• [PASSAGE TO READ]
-- -- --
April 22, 2013 — The results of a pivotal benchmark study of Silicon BioDevices’ digital handheld device for high-sensitivity measurement of cardiac troponin-I, a protein found in the heart muscle used to identify heart tissue damage in patients suspected of having a heart attack, showed that the totally integrated, single-use device was able to provide troponin blood test results in one step directly from a drop of blood in 15 minutes with performance comparable to clinical lab instrumentation.
"Silicon BioDevices is solving a key problem of point-of-care diagnostics — the tradeoff of speed versus quality in making critical-care decisions," said Ronald M. Krauss, M.D., senior scientist and director of atherosclerosis research at Children's Hospital Oakland Research Institute, adjunct professor at the University of California San Francisco and an advisor to the company. "For the treatment of a coronary event, getting to that decision significantly sooner will be a major healthcare benefit."
Aimed at capturing a significant share of the $45 billion dollar in vitro diagnostics market, the handheld device can be engineered to measure from a single drop of whole blood a myriad of other biomarkers for heart failure, pulmonary embolism and deep vein thrombosis, sepsis and other conditions where speed and quality of results are critical to patient care. According to the College of American Pathologists, the demand for point-of-care (POC) tests is now growing at 12-16 percent per year with one in four tests being performed at the POC.
Rapid and sensitive testing of cardiac troponin has become the cornerstone for diagnosing patients suspected of having a heart attack. As many as 9 million emergency room patients are tested annually for suspected heart attack at a cost of nearly $13 billion. The length of time to diagnose a coronary event is a crucial factor because heart muscle begins to die shortly after being deprived of blood, eventually causing irreversible damage. Nearly 500,000 Americans die annually of coronary artery disease, and 1 million suffer an acute coronary event such as a heart attack or sudden cardiac death, according to the American Heart Association. Annual rates indicate 785,000 will have their first heart attack, and another 470,000 will have another attack this year. About 195,000 will experience a "silent" heart attack without complaining of chest pain.
-- -- --
• [WORK TO COMPLETE]
(a) Could you write out the part of the troponin device report starting with "Rapid and sensitive" and going on through "of chest pain."?
(b) How would you continue the troponin device report from its final sentence?

• [ENTRIES PROVIDED]
-- -- --
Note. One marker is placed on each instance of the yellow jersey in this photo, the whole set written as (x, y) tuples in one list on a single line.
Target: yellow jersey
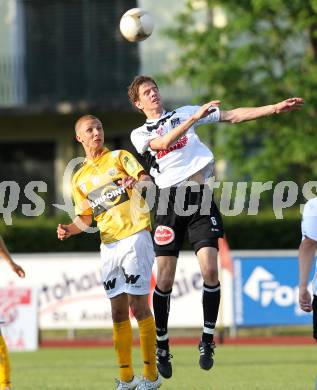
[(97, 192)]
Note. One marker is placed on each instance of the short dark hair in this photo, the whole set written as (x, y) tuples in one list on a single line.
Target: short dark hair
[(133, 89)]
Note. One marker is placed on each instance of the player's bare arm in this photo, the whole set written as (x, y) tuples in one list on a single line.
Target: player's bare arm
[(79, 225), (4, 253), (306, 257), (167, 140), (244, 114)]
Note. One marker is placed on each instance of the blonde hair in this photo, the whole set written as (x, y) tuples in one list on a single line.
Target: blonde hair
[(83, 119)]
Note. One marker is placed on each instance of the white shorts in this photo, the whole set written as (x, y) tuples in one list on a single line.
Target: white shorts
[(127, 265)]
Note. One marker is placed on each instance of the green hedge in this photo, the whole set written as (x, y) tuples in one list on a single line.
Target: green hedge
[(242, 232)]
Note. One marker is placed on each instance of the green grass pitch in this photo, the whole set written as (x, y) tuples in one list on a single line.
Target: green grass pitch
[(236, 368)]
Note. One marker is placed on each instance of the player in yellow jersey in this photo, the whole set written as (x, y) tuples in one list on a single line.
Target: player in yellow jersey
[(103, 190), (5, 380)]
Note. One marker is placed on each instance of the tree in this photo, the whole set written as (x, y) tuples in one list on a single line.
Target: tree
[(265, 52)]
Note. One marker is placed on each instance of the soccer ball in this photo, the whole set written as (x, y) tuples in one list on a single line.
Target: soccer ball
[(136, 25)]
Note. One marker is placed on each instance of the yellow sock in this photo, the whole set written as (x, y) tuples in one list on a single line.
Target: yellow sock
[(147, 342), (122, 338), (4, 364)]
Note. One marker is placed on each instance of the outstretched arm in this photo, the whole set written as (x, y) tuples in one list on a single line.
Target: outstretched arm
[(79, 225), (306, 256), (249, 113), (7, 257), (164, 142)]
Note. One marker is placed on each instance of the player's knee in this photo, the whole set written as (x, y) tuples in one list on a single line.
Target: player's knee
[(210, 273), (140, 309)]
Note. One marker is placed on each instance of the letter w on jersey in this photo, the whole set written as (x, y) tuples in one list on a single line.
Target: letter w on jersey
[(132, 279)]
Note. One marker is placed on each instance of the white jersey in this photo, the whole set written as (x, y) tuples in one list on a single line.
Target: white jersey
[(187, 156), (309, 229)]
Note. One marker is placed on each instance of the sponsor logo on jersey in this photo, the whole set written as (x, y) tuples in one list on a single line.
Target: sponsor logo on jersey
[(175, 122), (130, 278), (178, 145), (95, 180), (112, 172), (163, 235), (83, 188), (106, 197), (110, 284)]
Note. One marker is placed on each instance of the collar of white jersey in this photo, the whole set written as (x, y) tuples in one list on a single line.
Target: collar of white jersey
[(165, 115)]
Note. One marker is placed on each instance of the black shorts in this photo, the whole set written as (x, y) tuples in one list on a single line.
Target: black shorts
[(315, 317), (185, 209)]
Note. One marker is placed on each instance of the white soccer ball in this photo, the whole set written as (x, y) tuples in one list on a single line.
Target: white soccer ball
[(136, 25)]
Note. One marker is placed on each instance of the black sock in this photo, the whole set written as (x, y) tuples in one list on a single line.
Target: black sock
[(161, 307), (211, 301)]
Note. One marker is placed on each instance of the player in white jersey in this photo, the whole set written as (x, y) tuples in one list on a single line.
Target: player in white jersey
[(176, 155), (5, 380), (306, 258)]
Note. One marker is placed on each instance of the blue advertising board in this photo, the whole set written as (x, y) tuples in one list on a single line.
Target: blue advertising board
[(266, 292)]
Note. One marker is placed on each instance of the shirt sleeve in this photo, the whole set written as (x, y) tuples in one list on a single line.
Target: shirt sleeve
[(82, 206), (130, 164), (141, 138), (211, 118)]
-- -- --
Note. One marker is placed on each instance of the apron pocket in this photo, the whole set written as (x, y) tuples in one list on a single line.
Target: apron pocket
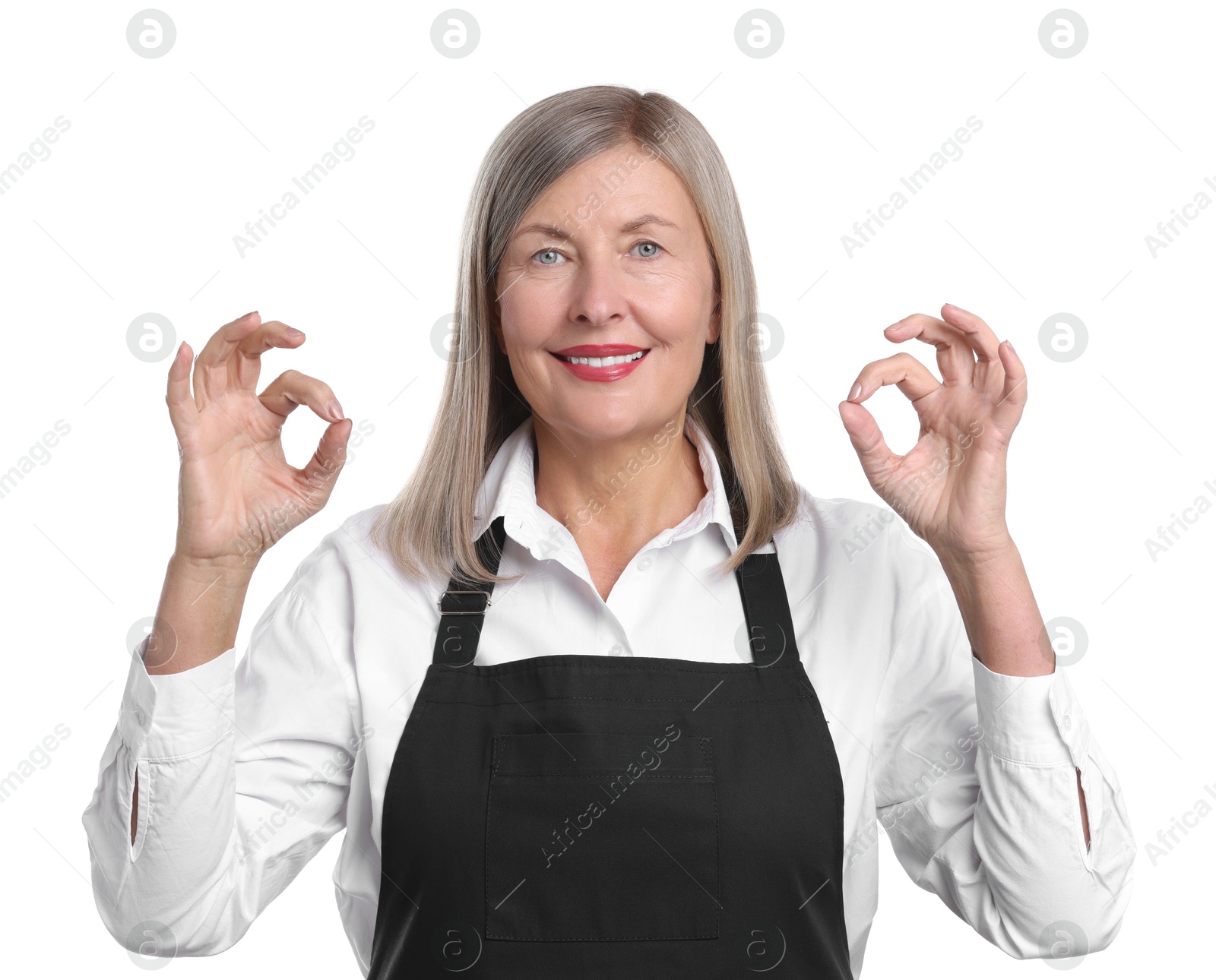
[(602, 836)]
-- -- --
• [RESULTS OF THE EXERCISE]
(a)
Rapid and sensitive testing of cardiac troponin has become the cornerstone for diagnosing patients suspected of having a heart attack. As many as 9 million emergency room patients are tested annually for suspected heart attack at a cost of nearly $13 billion. The length of time to diagnose a coronary event is a crucial factor because heart muscle begins to die shortly after being deprived of blood, eventually causing irreversible damage. Nearly 500,000 Americans die annually of coronary artery disease, and 1 million suffer an acute coronary event such as a heart attack or sudden cardiac death, according to the American Heart Association. Annual rates indicate 785,000 will have their first heart attack, and another 470,000 will have another attack this year. About 195,000 will experience a "silent" heart attack without complaining of chest pain.

(b)
Silicon BioDevices' test device is a fully integrated, immunoassay detection system based on a computer chip. With the potential to house up to 100,000 single-molecule sensors, each about 100th the cross-sectional area of human hair, the device has the ability to count single molecules one at a time. Its on-chip integration of all analytical functions eliminates the need for an external instrument or reader, thus greatly simplifying the use of the device and reducing its manufacturing cost.
Encryption and wireless transmission functions can be integrated so digitized data can be sent wirelessly to any remote display such as a smart phone, tablet, or computer-based electronic medical record. Since the device requires only one integrated computer chip, a battery and a digital display, it can be designed to conform to any form factor such as a thumb-drive or smart phone.
"Silicon BioDevices' digital technology promises to extend clinical lab-quality testing by caregivers and patients alike to any setting — including the home," explained Gary Stroy, CEO of Silicon BioDevices. "Its ability to extract plasma from whole blood efficiently for both single- and multiple-target testing is a key feature that has limited other POC technologies. This technology has the potential to usher in a whole new era of near-patient testing that will allow many more tests to move from the central lab to the point-of-care."